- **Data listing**

+ + + +

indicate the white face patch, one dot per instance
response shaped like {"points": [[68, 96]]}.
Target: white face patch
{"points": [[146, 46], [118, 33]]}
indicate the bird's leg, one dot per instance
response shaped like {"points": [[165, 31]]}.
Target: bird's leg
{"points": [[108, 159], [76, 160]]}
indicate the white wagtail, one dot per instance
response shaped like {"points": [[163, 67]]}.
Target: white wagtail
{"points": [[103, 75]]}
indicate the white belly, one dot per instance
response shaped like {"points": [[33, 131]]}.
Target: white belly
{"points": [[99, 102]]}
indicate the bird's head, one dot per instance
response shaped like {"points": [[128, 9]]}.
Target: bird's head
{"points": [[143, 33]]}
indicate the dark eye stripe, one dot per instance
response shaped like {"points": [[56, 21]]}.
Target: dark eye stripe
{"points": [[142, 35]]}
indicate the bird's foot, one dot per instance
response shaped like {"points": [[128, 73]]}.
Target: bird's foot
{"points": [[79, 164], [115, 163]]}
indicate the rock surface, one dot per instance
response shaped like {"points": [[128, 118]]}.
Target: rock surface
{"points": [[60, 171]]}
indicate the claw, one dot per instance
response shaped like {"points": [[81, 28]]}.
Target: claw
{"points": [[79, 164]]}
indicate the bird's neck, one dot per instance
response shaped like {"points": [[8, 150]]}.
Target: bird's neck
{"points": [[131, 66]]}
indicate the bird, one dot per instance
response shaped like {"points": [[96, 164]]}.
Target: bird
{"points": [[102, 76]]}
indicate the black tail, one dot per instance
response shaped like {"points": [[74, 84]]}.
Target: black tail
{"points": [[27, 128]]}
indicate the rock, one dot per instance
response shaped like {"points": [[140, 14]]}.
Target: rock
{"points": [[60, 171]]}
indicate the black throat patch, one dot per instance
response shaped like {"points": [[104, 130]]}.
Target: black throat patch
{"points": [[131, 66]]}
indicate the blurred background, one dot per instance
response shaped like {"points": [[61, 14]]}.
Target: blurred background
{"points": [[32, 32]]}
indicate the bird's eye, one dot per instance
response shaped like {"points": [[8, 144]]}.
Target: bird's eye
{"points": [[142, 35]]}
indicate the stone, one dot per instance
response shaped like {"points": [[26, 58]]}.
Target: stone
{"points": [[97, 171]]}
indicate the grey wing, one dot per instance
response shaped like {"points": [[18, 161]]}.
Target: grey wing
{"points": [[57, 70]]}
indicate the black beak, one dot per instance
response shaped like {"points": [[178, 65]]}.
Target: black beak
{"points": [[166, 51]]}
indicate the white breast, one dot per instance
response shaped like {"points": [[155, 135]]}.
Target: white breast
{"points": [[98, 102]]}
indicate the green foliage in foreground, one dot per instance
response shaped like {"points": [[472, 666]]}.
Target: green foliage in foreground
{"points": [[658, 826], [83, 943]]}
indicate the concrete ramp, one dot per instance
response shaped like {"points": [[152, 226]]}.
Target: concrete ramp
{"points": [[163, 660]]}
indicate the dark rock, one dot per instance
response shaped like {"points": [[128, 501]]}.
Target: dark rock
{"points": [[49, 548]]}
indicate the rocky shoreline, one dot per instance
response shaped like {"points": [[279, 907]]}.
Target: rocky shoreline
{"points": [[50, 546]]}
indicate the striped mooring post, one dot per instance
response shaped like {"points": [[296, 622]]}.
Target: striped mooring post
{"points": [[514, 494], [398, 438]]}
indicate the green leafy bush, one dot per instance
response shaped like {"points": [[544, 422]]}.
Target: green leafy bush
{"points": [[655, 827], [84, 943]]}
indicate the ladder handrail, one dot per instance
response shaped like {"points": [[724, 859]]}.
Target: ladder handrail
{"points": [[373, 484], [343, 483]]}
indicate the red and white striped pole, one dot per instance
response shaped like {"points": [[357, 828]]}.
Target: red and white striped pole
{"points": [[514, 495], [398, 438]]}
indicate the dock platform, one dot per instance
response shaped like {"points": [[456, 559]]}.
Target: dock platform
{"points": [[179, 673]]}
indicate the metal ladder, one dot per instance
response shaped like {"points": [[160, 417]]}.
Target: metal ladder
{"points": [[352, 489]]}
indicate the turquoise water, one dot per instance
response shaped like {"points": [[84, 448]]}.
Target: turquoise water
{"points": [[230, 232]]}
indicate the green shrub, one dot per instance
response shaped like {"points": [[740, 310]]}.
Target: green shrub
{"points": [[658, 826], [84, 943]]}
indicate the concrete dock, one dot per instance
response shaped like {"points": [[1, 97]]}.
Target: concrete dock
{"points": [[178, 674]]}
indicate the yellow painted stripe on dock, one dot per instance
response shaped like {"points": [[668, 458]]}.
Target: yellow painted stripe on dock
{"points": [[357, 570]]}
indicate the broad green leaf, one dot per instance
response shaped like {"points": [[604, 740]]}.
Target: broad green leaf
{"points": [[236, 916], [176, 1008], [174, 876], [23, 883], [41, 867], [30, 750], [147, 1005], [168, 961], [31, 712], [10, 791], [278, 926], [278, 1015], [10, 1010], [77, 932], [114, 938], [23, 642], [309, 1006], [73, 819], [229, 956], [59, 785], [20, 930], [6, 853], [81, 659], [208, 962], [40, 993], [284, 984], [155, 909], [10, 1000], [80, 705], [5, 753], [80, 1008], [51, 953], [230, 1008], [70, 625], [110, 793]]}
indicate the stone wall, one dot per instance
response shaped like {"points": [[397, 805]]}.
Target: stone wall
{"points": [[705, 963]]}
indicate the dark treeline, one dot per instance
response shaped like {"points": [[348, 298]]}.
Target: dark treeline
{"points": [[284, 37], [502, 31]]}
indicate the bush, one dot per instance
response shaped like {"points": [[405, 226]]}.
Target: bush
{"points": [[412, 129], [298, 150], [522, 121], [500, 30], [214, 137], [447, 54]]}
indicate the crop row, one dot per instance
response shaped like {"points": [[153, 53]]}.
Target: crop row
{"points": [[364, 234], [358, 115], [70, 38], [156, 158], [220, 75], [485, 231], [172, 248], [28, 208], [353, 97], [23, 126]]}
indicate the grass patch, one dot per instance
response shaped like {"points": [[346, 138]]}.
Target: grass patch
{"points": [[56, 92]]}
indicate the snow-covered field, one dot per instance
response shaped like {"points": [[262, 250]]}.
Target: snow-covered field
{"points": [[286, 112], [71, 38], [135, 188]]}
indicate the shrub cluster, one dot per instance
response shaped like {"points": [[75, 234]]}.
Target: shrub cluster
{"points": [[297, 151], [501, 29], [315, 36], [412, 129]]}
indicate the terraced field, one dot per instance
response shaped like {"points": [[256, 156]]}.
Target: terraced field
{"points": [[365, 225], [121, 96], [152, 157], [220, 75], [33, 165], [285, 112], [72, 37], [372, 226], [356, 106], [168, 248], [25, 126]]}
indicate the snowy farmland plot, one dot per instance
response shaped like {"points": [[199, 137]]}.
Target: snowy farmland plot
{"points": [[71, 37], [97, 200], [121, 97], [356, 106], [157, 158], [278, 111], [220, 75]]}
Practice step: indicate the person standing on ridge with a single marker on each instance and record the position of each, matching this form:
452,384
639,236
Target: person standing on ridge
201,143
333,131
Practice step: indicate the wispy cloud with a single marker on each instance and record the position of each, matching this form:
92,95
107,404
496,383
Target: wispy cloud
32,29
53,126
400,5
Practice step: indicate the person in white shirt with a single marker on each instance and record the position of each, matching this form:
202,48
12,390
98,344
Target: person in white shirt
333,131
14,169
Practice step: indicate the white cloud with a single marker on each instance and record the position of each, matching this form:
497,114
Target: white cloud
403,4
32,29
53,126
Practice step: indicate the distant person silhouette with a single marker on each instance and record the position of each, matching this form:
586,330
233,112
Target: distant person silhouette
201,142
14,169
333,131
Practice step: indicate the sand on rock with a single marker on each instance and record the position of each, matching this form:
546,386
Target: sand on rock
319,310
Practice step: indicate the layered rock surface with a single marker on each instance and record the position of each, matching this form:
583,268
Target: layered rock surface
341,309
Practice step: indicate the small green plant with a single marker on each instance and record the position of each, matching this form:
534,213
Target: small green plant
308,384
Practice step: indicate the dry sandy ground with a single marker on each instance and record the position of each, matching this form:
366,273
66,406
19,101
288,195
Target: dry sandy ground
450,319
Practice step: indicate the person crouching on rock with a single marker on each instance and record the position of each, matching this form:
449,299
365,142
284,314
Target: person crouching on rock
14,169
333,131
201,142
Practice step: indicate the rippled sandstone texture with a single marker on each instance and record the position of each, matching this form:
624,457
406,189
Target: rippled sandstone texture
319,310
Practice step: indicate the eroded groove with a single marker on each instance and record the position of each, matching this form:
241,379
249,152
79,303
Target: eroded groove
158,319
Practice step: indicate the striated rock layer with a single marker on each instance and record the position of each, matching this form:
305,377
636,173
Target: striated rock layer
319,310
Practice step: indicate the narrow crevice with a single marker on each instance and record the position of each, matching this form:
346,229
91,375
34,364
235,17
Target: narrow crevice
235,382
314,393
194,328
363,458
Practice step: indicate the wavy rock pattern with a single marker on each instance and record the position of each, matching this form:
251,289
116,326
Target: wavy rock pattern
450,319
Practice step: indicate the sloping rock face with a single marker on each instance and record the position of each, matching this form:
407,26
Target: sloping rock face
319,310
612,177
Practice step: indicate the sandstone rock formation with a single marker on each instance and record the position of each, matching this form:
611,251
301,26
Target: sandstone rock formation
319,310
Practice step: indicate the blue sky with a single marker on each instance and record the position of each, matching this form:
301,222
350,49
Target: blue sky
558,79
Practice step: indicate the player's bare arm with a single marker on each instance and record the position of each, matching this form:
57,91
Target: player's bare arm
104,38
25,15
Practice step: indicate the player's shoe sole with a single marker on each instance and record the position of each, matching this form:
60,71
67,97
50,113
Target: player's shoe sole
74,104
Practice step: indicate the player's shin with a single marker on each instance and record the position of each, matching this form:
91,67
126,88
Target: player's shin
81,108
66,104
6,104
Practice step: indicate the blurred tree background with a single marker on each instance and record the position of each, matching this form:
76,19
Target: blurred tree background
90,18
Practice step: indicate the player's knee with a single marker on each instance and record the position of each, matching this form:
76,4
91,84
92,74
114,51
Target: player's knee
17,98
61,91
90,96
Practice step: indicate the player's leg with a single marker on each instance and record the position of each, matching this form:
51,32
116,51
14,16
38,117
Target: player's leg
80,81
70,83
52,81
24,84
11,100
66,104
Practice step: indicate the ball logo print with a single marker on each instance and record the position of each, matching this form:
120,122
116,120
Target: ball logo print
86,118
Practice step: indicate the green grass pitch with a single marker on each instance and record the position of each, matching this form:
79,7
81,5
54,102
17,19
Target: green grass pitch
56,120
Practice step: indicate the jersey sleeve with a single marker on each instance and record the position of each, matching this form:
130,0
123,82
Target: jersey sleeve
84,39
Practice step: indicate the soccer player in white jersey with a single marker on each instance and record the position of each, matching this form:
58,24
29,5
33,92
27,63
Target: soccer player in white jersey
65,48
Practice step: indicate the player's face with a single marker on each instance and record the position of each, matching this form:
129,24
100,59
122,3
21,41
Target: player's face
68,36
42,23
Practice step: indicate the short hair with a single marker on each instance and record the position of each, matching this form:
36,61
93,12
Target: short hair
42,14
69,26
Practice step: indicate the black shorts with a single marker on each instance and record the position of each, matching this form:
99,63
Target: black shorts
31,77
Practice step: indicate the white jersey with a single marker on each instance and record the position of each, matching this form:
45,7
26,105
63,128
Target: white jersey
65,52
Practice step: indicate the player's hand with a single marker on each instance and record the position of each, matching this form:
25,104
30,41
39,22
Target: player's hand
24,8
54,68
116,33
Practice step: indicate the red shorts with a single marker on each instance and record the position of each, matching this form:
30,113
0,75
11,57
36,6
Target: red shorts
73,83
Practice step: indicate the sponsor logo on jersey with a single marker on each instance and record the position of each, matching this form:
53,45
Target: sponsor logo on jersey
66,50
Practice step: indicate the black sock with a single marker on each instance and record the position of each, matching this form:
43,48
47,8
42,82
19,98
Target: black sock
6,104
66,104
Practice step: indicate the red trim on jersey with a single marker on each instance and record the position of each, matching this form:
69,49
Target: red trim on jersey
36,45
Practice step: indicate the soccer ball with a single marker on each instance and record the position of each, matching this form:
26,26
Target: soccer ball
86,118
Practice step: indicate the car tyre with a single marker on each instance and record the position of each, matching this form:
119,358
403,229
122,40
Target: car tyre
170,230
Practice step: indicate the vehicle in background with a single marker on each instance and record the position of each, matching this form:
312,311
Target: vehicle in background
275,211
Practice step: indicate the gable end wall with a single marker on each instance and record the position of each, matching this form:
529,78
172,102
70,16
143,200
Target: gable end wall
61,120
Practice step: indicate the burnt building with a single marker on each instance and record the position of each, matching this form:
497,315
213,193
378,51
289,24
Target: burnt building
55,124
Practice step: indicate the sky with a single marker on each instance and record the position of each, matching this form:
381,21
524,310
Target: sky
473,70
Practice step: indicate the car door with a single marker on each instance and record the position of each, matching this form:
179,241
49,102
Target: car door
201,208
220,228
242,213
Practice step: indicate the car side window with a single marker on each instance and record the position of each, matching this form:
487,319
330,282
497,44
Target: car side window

+ + + +

- **AIM**
Repeat, without change, each line of the data above from the one that contains "Practice step: indicate the red trim" through the final line, counting both.

- **REPLY**
Practice step: indicate the red trim on jersey with a single marker on each instance and record the position of each, matching this form:
69,49
Target: red trim on jersey
36,45
Practice step: indicate the soccer ball with a single marker on each instance and record the position of each, matching this form:
26,26
Target: soccer ball
86,118
Practice step: indicate the car tyre with a single marker on each instance and record the position of each, matching this form:
119,358
403,229
122,40
Target: car tyre
170,230
Practice step: indicate the vehicle in background with a single marker on each instance and record the position of each, matching this form:
312,311
Target: vehicle in background
275,211
Practice step: indicate the gable end wall with a single marker on each instance and record the position of each, matching this form:
529,78
172,102
70,16
143,200
Target: gable end wall
61,120
Practice step: indicate the burnt building with a single marker on each instance and record the position of each, matching this form:
497,315
213,193
378,51
289,24
Target: burnt building
55,124
Practice step: indicate the sky with a single marker on each instance and record the position of each, matching this form:
381,21
524,310
Target: sky
473,70
Practice step: indicate the car door with a single marker on each instance and record the position of each, matching this form:
179,241
49,102
Target: car door
201,208
220,228
242,213
Practice step: indicate the car side window with a single marker on each instance and record the position of each, matching this form:
487,319
330,282
497,44
Target: car side window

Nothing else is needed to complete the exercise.